If you are within 60 days of the date on which the offset occurred, can you roll over the note.  I was told "no" because as you said after offset, the participant actually has the money and there is no loan (hence the actual distribution).  You can't roll over the note even 1 day after the offset.

austin3515, what Ilene is referring to is the new law regarding the ability to roll over an offset if you come up with the cash to put in an IRA by the time your tax return is due, not being able to roll over an offset loan into the acquiror's plan.

On 6/8/2021 at 5:16 AM, austin3515 said:

So in my example, loan offset was processed by the Plan as of April 30th based on their loan policy.  This employee was included in a group of employees that are "Spinning off" into a new entity. They want the employee to be able to roll the balance over to the new plan.

####################

*Stated exercise A*: Count the lines in the records that contain the string "green". Reply with only that number.
*Stated exercise B*: Continue the loan offset discussion, picking up right after its last sentence.
The loan offset discussion and the records come from unrelated sources.

####################

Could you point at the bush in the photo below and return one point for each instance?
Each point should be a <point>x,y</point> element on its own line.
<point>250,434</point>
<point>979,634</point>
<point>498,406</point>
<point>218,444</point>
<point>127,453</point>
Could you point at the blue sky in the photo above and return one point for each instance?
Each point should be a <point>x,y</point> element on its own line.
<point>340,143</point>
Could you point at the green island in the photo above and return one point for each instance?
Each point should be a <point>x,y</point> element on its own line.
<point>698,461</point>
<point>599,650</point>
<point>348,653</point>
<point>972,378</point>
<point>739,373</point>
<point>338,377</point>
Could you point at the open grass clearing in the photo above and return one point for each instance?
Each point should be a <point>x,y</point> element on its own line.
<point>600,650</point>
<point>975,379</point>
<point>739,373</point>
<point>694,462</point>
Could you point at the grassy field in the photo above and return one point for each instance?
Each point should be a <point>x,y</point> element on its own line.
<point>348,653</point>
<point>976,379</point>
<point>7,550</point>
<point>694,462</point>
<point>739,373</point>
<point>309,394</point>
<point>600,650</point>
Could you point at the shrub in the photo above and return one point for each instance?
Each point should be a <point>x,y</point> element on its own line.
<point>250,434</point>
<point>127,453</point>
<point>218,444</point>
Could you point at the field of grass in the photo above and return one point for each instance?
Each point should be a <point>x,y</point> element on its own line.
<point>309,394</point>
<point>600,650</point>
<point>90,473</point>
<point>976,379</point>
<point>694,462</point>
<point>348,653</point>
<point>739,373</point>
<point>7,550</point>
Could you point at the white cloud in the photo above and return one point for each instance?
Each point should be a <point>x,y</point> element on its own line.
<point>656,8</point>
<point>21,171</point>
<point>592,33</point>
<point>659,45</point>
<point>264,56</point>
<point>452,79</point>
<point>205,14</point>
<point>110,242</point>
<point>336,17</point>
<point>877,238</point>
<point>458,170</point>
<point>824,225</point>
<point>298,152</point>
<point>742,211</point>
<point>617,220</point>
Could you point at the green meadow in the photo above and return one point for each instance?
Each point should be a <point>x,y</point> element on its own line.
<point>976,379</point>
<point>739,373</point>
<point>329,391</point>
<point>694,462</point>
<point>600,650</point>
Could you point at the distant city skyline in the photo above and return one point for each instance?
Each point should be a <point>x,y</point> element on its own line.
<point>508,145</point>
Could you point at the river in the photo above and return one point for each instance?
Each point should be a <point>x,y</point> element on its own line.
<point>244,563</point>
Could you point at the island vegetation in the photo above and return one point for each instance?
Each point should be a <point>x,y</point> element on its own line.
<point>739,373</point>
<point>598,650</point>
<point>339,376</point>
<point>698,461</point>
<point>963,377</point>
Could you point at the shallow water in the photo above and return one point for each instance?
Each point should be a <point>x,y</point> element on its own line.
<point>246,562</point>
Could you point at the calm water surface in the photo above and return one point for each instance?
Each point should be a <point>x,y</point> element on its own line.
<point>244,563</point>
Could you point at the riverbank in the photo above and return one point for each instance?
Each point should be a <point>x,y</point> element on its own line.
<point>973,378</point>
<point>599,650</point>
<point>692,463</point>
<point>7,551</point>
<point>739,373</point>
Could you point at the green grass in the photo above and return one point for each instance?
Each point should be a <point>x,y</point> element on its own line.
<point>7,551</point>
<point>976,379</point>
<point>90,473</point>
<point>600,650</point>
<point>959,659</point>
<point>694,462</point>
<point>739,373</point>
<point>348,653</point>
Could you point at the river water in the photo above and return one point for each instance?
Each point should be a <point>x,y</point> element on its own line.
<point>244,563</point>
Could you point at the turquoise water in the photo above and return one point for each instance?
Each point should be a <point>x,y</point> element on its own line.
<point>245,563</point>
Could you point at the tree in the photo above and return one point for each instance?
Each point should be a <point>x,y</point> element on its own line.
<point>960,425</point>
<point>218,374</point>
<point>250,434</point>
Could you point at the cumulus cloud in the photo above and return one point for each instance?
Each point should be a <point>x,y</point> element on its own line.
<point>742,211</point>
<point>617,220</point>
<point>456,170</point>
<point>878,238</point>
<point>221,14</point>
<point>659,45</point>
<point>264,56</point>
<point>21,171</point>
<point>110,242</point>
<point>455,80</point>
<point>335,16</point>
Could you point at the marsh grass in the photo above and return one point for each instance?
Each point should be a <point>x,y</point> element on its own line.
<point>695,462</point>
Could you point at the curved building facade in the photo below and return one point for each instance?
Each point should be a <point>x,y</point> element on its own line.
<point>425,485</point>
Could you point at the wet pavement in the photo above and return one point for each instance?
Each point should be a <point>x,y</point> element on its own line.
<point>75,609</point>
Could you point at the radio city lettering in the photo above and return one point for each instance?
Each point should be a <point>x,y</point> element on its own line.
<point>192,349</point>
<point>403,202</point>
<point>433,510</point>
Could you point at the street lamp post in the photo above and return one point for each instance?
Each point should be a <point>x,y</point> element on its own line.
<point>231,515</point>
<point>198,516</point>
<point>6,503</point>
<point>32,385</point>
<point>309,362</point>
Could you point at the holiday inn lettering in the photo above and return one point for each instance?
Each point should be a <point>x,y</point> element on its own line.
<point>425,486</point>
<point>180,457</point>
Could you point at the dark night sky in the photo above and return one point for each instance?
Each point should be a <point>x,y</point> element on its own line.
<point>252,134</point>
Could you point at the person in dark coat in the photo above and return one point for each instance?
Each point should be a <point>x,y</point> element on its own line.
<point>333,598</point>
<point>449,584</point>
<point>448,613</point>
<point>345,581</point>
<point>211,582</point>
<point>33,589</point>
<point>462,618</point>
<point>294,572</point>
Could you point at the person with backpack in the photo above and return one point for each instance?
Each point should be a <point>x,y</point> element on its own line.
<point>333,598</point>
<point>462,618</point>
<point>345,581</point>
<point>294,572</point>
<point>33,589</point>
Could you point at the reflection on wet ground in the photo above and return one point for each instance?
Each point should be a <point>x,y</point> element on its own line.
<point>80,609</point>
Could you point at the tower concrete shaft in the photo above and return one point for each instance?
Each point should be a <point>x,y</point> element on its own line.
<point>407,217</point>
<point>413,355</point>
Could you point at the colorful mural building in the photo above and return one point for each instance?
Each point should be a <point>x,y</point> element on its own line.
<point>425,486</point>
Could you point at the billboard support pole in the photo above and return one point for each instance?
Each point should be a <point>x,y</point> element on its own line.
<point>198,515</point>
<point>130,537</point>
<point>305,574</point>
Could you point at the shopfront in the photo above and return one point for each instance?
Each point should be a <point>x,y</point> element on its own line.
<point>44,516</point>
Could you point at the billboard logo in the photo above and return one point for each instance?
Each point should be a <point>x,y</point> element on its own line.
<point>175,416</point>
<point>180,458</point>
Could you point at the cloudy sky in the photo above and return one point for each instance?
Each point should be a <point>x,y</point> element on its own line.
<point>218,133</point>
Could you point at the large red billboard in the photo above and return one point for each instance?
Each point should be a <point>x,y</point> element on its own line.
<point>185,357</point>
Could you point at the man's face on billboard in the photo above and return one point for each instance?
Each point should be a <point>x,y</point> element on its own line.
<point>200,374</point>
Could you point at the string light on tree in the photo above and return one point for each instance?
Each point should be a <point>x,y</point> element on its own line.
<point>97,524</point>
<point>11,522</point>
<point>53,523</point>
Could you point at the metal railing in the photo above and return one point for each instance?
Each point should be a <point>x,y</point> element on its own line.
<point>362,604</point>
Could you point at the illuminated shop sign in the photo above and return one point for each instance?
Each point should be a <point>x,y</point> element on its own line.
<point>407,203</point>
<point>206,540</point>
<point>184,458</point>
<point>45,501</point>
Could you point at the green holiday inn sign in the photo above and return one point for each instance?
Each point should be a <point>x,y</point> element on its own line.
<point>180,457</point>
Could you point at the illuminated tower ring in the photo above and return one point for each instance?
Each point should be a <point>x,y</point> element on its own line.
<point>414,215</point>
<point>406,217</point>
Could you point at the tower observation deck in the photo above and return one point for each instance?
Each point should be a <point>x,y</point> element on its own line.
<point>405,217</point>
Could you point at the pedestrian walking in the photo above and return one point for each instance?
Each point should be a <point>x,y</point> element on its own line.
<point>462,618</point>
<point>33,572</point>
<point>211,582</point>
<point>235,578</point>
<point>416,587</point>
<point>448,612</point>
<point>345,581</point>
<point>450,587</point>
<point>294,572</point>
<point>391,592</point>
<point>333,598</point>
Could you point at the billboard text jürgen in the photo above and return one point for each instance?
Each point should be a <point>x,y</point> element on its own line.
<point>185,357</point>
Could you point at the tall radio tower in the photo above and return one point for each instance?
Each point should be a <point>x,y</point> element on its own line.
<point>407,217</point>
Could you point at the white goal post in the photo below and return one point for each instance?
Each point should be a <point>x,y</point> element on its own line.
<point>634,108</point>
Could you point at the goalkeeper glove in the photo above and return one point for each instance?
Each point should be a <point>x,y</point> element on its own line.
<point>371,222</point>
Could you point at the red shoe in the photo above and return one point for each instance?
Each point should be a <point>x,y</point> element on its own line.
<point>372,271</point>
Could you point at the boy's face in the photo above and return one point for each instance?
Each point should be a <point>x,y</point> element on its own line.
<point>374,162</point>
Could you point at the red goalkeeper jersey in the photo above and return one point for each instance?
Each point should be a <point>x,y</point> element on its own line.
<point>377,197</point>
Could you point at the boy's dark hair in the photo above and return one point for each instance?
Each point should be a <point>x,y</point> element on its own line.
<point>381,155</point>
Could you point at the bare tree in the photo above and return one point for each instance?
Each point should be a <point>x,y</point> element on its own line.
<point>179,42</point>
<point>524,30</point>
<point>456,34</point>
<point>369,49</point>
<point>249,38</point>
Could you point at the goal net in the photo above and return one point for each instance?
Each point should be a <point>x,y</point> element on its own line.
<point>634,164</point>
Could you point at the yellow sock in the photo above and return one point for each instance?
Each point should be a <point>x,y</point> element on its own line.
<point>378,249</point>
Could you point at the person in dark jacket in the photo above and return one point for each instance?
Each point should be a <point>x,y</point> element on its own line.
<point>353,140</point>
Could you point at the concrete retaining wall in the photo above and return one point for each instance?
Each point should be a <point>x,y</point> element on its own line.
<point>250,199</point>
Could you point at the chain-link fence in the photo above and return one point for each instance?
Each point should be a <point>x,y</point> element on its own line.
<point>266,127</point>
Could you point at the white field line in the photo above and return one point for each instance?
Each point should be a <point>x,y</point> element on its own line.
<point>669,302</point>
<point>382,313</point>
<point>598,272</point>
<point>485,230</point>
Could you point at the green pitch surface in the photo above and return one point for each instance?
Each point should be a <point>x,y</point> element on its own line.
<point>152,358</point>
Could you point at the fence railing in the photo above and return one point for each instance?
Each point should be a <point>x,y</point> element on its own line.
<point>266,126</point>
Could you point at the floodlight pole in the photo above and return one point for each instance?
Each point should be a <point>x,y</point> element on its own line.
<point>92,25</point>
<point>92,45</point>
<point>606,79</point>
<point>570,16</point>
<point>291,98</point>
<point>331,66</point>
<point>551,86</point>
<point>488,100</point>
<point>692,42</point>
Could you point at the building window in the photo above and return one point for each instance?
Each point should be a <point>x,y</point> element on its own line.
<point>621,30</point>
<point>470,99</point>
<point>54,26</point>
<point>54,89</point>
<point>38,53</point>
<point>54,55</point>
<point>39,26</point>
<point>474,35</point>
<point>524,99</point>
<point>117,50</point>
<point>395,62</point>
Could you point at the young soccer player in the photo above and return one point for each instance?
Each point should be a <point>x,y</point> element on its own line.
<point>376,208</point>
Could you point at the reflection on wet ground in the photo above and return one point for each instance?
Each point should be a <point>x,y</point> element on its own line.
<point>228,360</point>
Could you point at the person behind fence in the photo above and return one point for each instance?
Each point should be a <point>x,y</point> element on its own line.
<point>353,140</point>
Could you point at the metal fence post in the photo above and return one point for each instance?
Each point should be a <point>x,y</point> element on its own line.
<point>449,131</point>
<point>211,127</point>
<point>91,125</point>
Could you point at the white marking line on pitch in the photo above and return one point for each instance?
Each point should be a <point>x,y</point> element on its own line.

####################

*Right answer A*: 5

*Right answer B*:
Based on the facts as stated in your original post, the grace period has not run out. Sounds like they have offset based just on the termination of employment. If the parties to the transaction wanted the employees to be able to roll over their loans to the new plan, and just pick up paying them off in the new plan, on their original schedule, which happens all the time in deals, they should have included that as a covenant in their acquisition. But I still think they might be able to go back and fix it if they have not yet issued the 1099-R, since the whole thing at this point is just an imaginary paper shuffle.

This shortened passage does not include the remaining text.